Following on from the plenary I attended a session describing the legal battle of one patient who experienced significant harm from involvement in a trial. It was moving to hear her story and reminded me of the real concerns of any severe irAE in the adjuvant setting. It also made me wonder what would happen to the clinical trial community broadly if more people made legal claims – it’s an area of work that I hadn’t really considered much in the past.

To close out my day I listed to Prof Dorothy Keefe speak to the draft Australian Cancer Plan and boy-oh-boy is it ambitious! I agree with their decision to leave no stone unturned and if we can even achieve 70% of what they have set out to achieve in 10 years, the cancer community in this country would be so much better off.

Importantly this plan, much like this conference, pays specific attention to underrepresented and minority groups, including a goal of eliminating racism in cancer care in this country. Bravo Cancer Australia and may I wish them well in the implementation – I can’t imagine how painful it must be at times liaising with multiple government jurisdictions and varied levels of government to find a common path!

That was the end of my COSA, sadly cut a day early to get home to my young family. But tomorrow my wonderful colleague Dr Jo Hudson will provide her reflections on the final day of #COSA22. Many thanks to the organising committee and I can’t wait to attend in Melbourne next year!

Dr Amy Davies is a medical oncology registrar at Monash Health.

In case you missed it:

Day One (Dr Amy Davies)

Here I am, reporting back on day one of COSA 2022, held this year at the Brisbane Convention Centre – well positioned adjacent to the Brisbane cop shop to maximise good behaviour from all delegates!

I walk inside brimming with optimism for what the next few days might bring and the first breakfast session didn’t disappoint. The malnutrition and sarcopenia talk was a timely reminder that cancer-related cachexia is common, insidious and requires input from many (or most) MDT stakeholders.

Perhaps using serial CT imaging, which we are fortunate to use regularly to stage and restage in most patients, may become a way to monitor sarcopenia. I wonder if we could leverage that more often in clinical practice.

Following that was a very warm welcoming ceremony and a critically important plenary. Highlighting often marginalised aspects of cancer care for First Nations peoples, CALD persons and the LGBTQI+ community in a plenary was an important and timely programming decision and I applaud the organisers for this. Awareness is the first step and #COSA22 has achieved this.

:: The data ::
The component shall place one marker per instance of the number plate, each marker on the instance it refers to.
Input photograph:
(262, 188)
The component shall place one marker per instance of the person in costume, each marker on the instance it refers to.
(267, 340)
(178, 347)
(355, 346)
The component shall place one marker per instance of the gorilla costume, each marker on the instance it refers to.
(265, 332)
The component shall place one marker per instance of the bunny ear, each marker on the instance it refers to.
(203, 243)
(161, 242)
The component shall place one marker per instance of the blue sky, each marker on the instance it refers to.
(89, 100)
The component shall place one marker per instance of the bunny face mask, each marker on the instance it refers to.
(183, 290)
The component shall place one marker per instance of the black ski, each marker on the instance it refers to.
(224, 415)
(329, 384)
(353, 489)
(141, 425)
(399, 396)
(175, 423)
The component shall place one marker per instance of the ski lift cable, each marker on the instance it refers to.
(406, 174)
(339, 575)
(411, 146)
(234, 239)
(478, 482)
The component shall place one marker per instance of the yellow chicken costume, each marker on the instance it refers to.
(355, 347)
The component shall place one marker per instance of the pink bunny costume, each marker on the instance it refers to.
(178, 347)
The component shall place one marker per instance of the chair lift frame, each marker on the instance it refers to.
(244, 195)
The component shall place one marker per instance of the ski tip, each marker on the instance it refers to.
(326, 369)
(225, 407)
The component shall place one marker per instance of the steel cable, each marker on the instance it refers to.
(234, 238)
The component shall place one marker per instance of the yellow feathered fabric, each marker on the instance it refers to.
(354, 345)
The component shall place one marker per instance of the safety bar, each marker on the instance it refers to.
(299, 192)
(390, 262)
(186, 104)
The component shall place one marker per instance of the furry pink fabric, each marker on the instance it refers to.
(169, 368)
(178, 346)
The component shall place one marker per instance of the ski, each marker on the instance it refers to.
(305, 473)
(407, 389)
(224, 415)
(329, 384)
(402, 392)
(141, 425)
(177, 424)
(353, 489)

:: What to work on ::
1) Write out the passage from the conference blog post word for word. Begin at the words "That was the" and stop after "Melbourne next year!".
2) Summarize the conference blog post in two sentences.
3) Continue the COSA 2022 blog post from its final sentence.

:: Expected results ::
1)
That was the end of my COSA, sadly cut a day early to get home to my young family. But tomorrow my wonderful colleague Dr Jo Hudson will provide her reflections on the final day of #COSA22. Many thanks to the organising committee and I can’t wait to attend in Melbourne next year!

2) Dr Amy Davies, a medical oncology registrar at Monash Health, describes COSA 2022 sessions, including one on a patient's legal battle after harm from a trial and Prof Dorothy Keefe's talk on the ambitious draft Australian Cancer Plan, which aims to eliminate racism in cancer care. Her day-one report covers a breakfast session on malnutrition and sarcopenia and a plenary on often marginalised aspects of cancer care for First Nations peoples, CALD persons and the LGBTQI+ community.

3)
But it will be up to my generation of clinicians to actually make changes. The time to tailor our care to include the unique needs of these cohorts is now: 41% of LGBTQI+ people reported high levels of distress in a recent study. This is unacceptably high.

Next up I plunged into the world of lung cancer, diving as deep as the genomic level. This session was fascinating and inspiring. The Aspiration study, presented by Professor Solomon, has provided NGS (next-generation sequencing) to over 600 people so far across the breadth of Australia.

There were also two basic science talks describing spatial genomics and deep analysis of proteins, which went completely over my head but were nonetheless fascinating.

The afternoon plenary highlighted another critical pillar in oncology practice: geriatric oncology. After all, cancer is a disease of ageing and with a population advancing in years the unique needs of older people with cancer are relevant to all clinicians.

To close out day one I attended the “power of language” session. In this we heard from two consumer advocates and their opinions were invaluable. I left resolute that patient information documentation can be improved by shifting away from generic cookie-cutter one-size-fits-all documents into tailored pieces, informed by consumer groups, that reflect the needs of various populations within the broader cancer community.

My takeaway from an enlightening first day is that we are doing so many things well and in the future we can all contribute to make most things even better! To wrap up, I shared a vino with my colleagues from Monash Health. I’m so glad we can now return to face-to-face events!